In a previous post, I wrote:
Supporters of a higher minimum wage invoke efficiency wage arguments without explaining why that should be expected to dampen disemployment effects rather than amplify them. While opponents of higher minimum wages describe faster productivity growth as a cost, without, as far as I can tell, being against it in any other context. This is a case where abstraction — some equations, even one of those awful supply and demand graphs — might actually be helpful.
Well, for some reason, I sat down and did the math. And the results are interesting.
I need to stress at the outset: This is a “model,” in the sense that it is a set of mathematical equations that are intended to give a simplified description of a phenomenon in the real world. But it is not a model in the sense that you may be used to in economics. I am not making any behavioral assumptions here of any kind. I am simply trying to formalize the logical relationships that everyone in this conversation is discussing. For example, someone says “higher wages will increase labor productivity,” and someone else says, “no they won’t.” Then we can write
y = a w,
where y is the change in percentage output per worker, w is the percentage change in the wage, and a is a parameter. Writing it this way, and reframing the questions themes likely value of a, is not taking a position in the argument or adding anything to the statements that were made. It is just rephrasing them in a way that, first, allows for more precise statement of the disagreement (maybe both people actually agree that a is probably around 0.1, but one of them considers that a meaningful effect and the other thinks it is trivial) and, second, makes it possible to systematically explore how these claims are logically related to others. As soon as you have more than one or two quantitative relationships to fit together, it is easier to work with algebra than with words.
So let’s do it.
As in that other post, we will use lower case variables here as rates of change. e is the percentage change in employment, w is the percentage change in the wage, y is the percentage change in output per worker, q is the percentage change in the quantity of output, and p is the percentage change in the price of output. q and p apply to whatever firm, industry or region wages are increasing for. w, e and y are for whatever group of workers we are interested in — it doesn’t matter for this purpose whether we think of a minimum wage increase as a big percentage increase for a small group of workers (those directly affected) or a small percentage increase for a bigger group. a1 through a4 are parameters. I am writing as if the relationships are all linear, to keep things simpler. But I’m pretty sure everything would turn out the same with a more general functional form.

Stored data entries
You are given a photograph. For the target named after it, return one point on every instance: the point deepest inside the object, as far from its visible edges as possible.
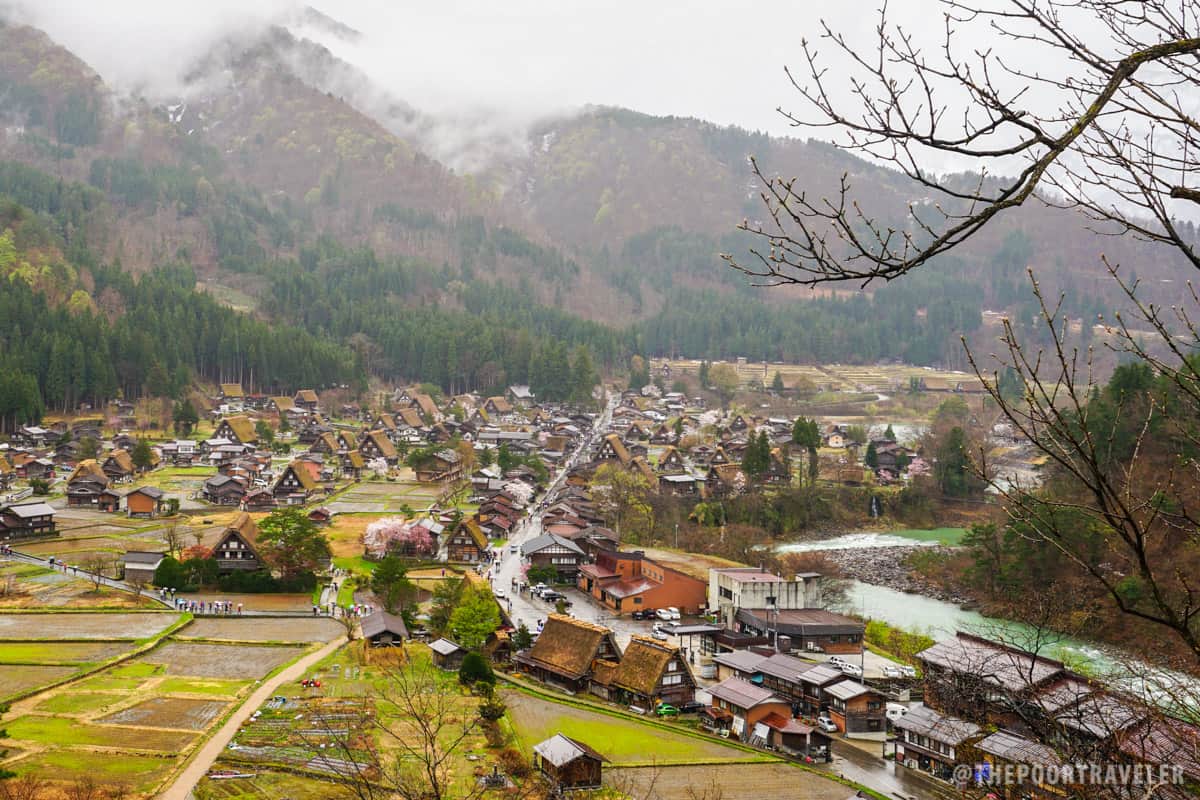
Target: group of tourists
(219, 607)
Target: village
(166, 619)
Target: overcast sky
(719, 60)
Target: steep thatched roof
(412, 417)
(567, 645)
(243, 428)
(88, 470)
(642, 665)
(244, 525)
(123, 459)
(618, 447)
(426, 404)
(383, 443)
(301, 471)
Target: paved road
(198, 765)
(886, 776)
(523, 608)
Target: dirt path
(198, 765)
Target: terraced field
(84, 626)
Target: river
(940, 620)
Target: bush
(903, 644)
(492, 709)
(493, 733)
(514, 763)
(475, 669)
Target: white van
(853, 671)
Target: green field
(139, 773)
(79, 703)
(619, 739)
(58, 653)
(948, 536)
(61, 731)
---
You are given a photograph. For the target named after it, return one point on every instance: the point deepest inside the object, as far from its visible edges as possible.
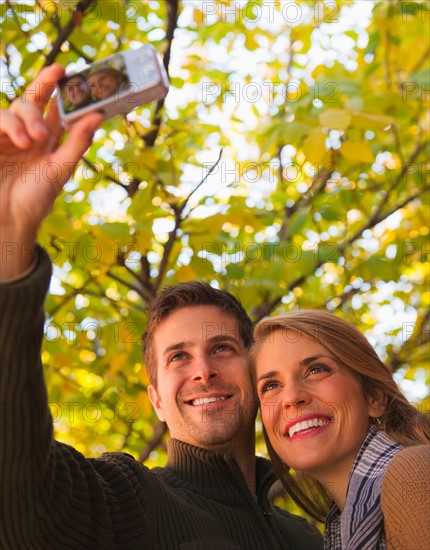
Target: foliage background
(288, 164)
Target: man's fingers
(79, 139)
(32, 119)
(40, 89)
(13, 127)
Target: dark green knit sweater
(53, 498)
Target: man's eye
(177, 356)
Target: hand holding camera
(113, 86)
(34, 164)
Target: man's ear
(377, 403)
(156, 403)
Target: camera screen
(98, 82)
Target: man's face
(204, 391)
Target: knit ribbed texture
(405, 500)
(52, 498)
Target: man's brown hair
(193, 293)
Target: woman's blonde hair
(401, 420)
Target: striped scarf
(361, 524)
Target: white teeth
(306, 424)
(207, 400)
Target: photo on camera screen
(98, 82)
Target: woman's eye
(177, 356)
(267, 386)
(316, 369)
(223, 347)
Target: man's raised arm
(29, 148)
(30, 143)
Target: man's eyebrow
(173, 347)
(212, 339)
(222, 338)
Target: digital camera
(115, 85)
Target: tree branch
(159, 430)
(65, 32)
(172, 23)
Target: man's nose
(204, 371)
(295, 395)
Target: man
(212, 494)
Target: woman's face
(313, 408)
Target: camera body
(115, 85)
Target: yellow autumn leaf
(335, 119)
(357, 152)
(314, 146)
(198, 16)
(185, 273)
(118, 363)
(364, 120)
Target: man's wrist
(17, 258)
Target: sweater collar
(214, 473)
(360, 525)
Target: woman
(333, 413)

* Task description: Can you reproduce, word for word, the part of the minimum wage passage above that opens with the words containing "In a previous" and closes with "results are interesting."?

* Response:
In a previous post, I wrote:
Supporters of a higher minimum wage invoke efficiency wage arguments without explaining why that should be expected to dampen disemployment effects rather than amplify them. While opponents of higher minimum wages describe faster productivity growth as a cost, without, as far as I can tell, being against it in any other context. This is a case where abstraction — some equations, even one of those awful supply and demand graphs — might actually be helpful.
Well, for some reason, I sat down and did the math. And the results are interesting.